Copy the data below word for word, beginning at the line that contains "In the picture above, where can the rear light" and stopping after the line that contains "(1258, 421)". Include nothing outside that span.

-- BEGIN EXERCISE MATERIALS --

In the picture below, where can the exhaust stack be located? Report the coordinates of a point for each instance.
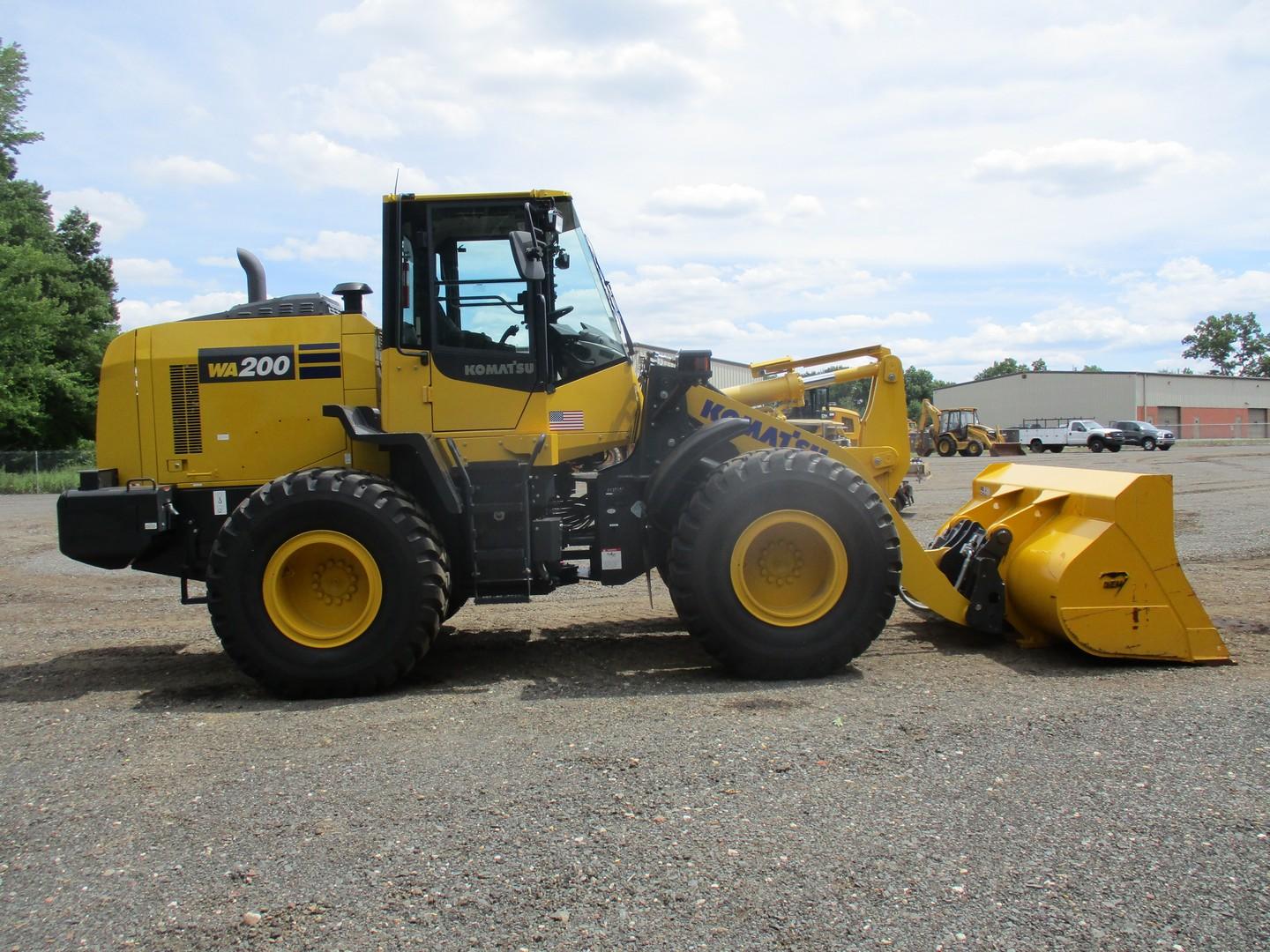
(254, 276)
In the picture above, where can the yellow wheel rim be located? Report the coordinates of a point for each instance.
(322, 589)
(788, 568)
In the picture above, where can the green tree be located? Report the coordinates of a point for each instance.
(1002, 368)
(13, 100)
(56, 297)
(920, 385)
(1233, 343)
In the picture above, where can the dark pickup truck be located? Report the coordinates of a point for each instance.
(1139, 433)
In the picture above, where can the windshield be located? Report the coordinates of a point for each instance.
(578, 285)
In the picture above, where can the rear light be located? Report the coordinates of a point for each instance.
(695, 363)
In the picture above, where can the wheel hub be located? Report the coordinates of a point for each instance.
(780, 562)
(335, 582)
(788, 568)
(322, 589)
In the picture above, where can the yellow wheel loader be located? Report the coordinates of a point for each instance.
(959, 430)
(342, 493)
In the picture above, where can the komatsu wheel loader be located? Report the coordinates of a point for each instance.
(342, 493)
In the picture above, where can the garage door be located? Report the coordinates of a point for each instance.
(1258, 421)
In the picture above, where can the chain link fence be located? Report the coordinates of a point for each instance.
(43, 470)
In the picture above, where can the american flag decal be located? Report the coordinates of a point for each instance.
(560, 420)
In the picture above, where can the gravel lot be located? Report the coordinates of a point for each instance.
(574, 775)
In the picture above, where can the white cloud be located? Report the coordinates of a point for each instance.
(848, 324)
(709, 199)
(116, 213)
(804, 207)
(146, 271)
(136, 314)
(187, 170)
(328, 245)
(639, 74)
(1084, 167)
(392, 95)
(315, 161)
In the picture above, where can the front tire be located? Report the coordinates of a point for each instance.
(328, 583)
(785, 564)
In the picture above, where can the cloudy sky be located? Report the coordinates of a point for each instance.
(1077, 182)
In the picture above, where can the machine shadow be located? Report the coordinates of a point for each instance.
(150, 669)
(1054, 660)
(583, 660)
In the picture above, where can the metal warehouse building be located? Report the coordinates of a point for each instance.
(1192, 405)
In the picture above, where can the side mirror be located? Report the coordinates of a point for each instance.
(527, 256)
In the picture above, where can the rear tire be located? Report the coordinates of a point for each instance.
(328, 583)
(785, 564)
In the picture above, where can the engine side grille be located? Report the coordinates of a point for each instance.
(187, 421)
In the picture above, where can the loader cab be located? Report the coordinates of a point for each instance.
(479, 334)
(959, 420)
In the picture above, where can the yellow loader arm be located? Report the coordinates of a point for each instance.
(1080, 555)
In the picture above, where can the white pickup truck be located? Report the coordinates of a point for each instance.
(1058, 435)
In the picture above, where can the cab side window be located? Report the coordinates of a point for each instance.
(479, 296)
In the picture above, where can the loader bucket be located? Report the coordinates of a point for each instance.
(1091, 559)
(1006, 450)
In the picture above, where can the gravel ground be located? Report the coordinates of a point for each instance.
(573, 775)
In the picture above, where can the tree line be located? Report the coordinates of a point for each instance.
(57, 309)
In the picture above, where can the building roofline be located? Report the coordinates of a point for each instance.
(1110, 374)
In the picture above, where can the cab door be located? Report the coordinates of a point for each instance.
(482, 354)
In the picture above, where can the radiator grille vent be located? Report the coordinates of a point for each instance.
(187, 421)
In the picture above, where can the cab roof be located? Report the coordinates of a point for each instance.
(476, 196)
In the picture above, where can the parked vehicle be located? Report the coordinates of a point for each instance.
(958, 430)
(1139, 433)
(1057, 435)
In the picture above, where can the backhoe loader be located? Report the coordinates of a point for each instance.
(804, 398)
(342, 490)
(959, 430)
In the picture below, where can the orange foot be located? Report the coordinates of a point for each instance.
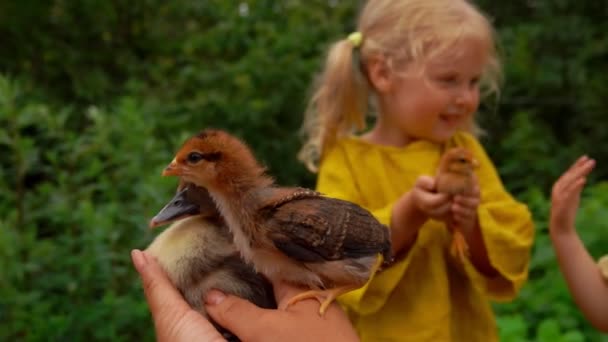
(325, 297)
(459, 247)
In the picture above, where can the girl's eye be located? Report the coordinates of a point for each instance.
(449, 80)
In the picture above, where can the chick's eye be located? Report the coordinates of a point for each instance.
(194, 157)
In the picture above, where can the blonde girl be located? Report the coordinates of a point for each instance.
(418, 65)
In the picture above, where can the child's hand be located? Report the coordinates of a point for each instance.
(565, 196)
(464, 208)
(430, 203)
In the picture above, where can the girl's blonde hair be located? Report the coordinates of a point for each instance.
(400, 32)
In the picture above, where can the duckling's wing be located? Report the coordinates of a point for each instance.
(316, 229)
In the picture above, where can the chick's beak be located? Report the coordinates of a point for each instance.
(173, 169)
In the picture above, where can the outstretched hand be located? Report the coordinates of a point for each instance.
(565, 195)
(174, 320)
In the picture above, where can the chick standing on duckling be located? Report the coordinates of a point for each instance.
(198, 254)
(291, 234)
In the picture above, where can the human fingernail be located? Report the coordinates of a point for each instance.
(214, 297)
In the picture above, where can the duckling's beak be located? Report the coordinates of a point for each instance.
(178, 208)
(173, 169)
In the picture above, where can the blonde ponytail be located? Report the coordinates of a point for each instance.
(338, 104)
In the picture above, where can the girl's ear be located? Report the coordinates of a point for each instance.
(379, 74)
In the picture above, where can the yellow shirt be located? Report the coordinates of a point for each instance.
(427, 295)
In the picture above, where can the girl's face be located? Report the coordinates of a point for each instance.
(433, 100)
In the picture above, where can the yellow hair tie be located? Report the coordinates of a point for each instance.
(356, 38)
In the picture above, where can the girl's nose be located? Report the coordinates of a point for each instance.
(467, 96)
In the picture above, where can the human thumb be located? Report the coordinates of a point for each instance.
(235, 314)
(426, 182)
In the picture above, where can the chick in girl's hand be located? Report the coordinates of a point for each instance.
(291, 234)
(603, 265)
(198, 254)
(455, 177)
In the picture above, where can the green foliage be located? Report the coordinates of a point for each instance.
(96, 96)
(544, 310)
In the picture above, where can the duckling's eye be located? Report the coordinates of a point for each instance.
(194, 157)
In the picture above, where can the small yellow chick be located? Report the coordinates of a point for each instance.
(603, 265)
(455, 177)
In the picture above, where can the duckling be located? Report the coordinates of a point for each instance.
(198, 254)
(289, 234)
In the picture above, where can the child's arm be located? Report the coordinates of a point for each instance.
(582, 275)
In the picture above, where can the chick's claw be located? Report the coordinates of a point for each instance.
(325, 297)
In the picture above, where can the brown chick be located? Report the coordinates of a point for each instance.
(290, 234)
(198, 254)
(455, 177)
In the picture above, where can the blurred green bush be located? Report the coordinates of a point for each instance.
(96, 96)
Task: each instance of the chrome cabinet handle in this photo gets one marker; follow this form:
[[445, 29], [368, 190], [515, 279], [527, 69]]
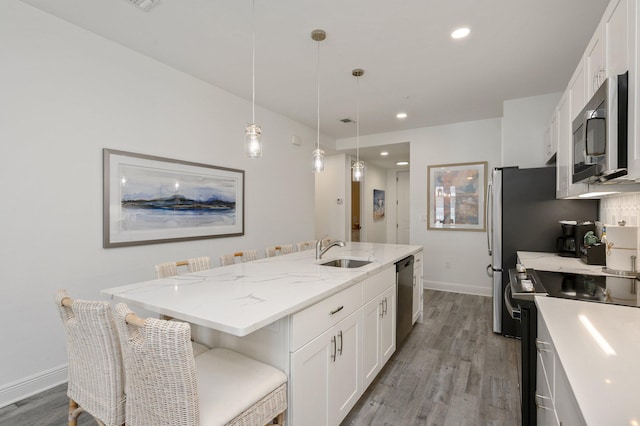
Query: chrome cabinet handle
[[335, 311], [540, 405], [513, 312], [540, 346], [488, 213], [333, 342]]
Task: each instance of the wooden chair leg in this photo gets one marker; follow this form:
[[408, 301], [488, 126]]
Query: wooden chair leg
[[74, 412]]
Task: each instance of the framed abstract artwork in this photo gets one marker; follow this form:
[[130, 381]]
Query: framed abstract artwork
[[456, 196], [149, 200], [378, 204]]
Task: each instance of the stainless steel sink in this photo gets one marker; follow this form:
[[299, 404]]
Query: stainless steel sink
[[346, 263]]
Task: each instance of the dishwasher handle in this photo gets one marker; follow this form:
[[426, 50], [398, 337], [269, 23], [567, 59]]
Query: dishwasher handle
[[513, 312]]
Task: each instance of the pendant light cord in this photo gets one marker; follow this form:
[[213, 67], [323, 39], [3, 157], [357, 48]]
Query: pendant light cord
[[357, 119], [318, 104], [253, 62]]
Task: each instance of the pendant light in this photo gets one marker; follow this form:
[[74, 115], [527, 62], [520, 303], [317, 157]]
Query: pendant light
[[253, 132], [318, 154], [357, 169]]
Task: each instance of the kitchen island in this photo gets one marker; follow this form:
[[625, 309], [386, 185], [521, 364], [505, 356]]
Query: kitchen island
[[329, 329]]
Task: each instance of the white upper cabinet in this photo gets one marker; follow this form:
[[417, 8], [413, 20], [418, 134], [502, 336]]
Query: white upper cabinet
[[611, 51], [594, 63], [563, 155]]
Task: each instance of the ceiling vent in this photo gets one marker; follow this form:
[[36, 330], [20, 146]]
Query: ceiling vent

-- END EXERCISE MATERIALS --

_ANSWER TO THE PROBLEM_:
In the picture above, where can the rear light be located? Report the coordinates of a point for each instance.
(695, 363)
In the picture above, where can the wheel hub be located? Report the coordinates of a point for each instance.
(780, 562)
(335, 582)
(788, 568)
(322, 589)
In the picture above, where can the yellow wheel loader be located? Report the coordinates of a point for each instance.
(959, 430)
(342, 493)
In the picture above, where can the komatsu wheel loader be located? Report the coordinates of a point for each instance.
(342, 493)
In the picture above, where can the garage door be located? Report the coordinates of a point for each instance.
(1258, 421)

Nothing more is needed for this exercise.